# CONSEGNA
Estragga dal brano fornito, senza alterarne una sola parola, il passo compreso tra "L’Europa è anzi" e "Irlanda e Italia.", estremi inclusi.

In Europa, secondo gli indicatori forward looking (basati su valori futuri attesi) la crescita nel 2011 sarà intorno al 2%. Molto meno di quanto sarebbe necessario per riassorbire i 22,5 milioni di disoccupati nei 27 paesi dell’Unione in tempi ragionevoli (pochi anni). Questo perché la popolazione aumenta e il progresso tecnologico riduce i posti di lavoro a parità di Pil; infine, il dato sulla disoccupazione non tiene conto degli “scoraggiati” che hanno smesso di cercare lavoro con assiduità. A differenza che nelle altre aree sviluppate, in Europa – specie la zona dell’Euro, linea verde nel grafico visibile qui – l’occupazione non dà segni di ripresa.

L’Europa è anzi diventata il focolaio di instabilità dell’economia mondiale, avverte la Banca Centrale Europea. Perché al suo interno vi sono alcuni paesi con enormi deficit pubblici: gli stessi che hanno perso tanta competitività negli ultimi dieci anni, e che non crescono più (o quasi): Grecia, Portogallo, Spagna, Irlanda e Italia.

# DATI PRESENTATI
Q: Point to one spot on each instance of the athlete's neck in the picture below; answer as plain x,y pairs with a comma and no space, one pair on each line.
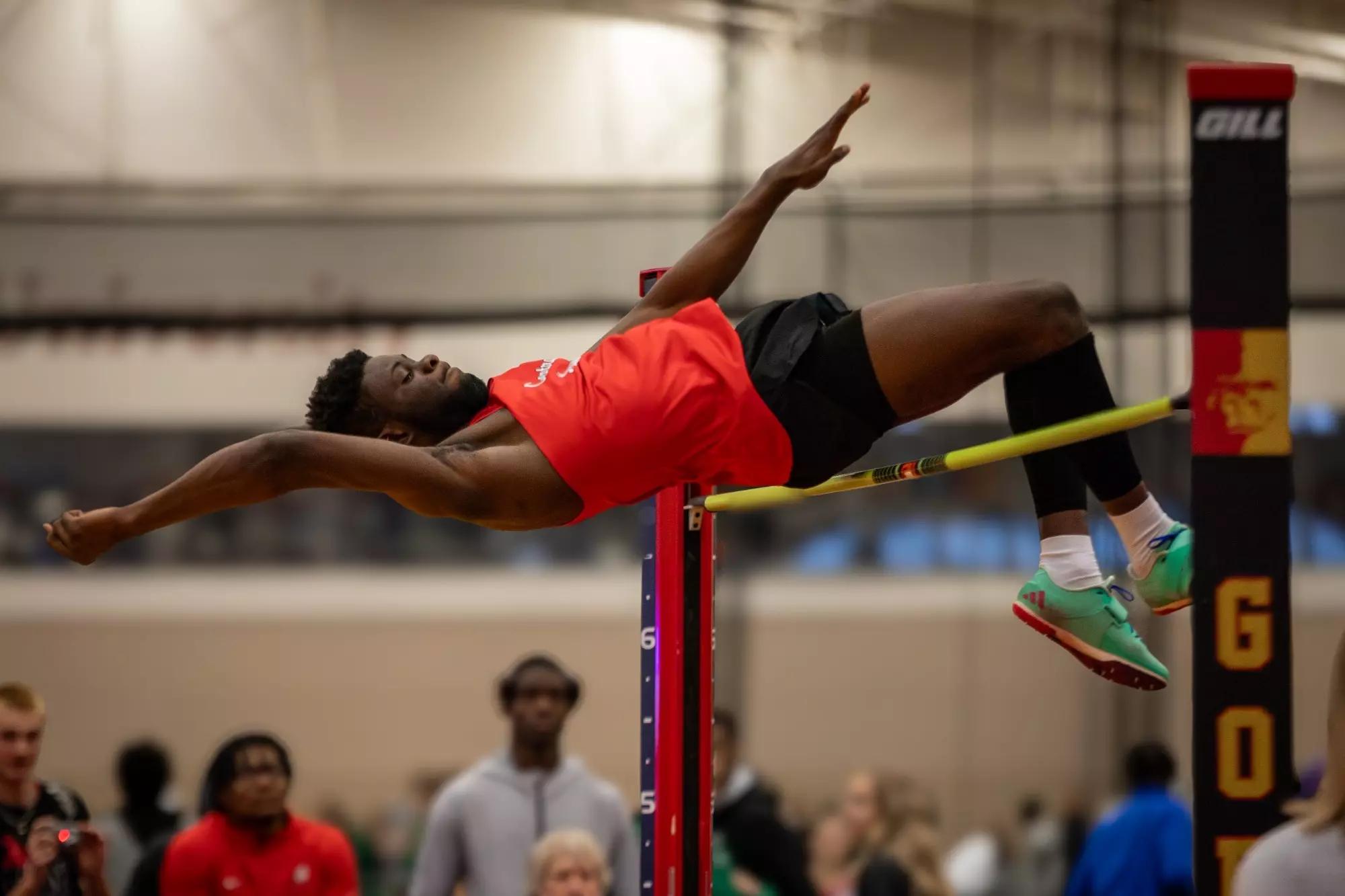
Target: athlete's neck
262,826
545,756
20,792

* * *

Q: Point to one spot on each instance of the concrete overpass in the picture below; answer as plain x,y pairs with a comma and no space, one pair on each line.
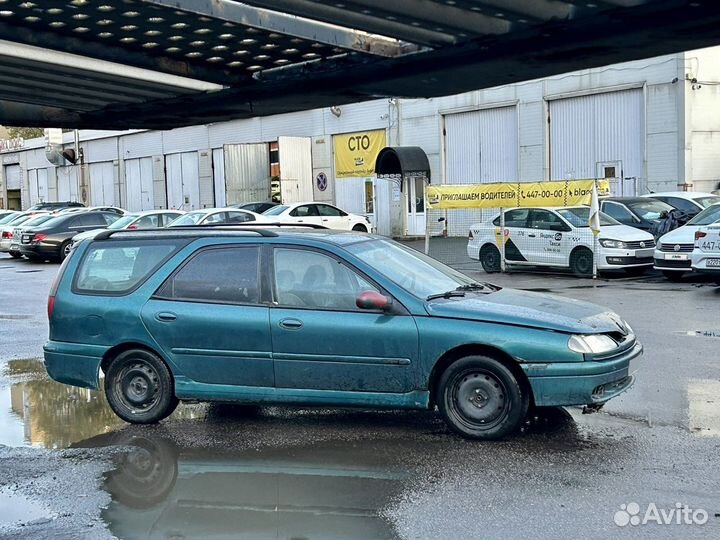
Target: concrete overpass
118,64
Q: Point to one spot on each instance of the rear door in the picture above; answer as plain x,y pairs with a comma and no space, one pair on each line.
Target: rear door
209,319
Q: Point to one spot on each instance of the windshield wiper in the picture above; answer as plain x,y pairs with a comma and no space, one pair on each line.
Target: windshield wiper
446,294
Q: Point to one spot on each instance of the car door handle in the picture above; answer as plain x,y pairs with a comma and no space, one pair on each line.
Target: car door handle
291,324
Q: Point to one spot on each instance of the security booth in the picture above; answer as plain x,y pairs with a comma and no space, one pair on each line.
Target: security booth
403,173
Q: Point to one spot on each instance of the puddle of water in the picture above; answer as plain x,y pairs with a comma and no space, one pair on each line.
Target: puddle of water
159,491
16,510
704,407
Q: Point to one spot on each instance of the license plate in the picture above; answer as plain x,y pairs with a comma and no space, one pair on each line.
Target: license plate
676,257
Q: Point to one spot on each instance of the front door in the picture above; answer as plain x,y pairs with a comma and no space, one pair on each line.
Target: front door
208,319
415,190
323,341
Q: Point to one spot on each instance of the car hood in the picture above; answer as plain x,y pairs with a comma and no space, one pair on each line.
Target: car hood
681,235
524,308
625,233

* * *

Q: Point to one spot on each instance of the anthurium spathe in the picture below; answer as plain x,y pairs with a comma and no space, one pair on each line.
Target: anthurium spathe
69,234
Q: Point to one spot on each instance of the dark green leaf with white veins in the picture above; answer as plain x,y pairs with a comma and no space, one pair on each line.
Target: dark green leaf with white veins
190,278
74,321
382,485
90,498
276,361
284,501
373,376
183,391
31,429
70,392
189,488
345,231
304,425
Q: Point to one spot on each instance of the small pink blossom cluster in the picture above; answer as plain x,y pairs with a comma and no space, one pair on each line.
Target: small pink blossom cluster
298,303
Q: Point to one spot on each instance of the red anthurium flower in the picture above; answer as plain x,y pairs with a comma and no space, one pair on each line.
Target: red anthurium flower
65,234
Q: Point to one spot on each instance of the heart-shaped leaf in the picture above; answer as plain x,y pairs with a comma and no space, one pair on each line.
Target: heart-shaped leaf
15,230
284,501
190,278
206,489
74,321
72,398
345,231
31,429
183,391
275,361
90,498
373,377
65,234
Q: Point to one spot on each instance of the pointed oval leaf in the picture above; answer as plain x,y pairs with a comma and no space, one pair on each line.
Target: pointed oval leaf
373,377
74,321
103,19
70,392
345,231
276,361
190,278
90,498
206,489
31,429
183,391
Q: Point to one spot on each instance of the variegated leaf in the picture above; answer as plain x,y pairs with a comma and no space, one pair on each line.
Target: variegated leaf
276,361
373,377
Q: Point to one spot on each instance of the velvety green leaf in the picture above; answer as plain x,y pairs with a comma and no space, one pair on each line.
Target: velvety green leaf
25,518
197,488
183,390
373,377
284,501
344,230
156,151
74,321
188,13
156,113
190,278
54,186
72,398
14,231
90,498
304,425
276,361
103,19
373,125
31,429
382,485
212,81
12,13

# ESERCIZIO SVOLTO
L’Europa è anzi diventata il focolaio di instabilità dell’economia mondiale, avverte la Banca Centrale Europea. Perché al suo interno vi sono alcuni paesi con enormi deficit pubblici: gli stessi che hanno perso tanta competitività negli ultimi dieci anni, e che non crescono più (o quasi): Grecia, Portogallo, Spagna, Irlanda e Italia.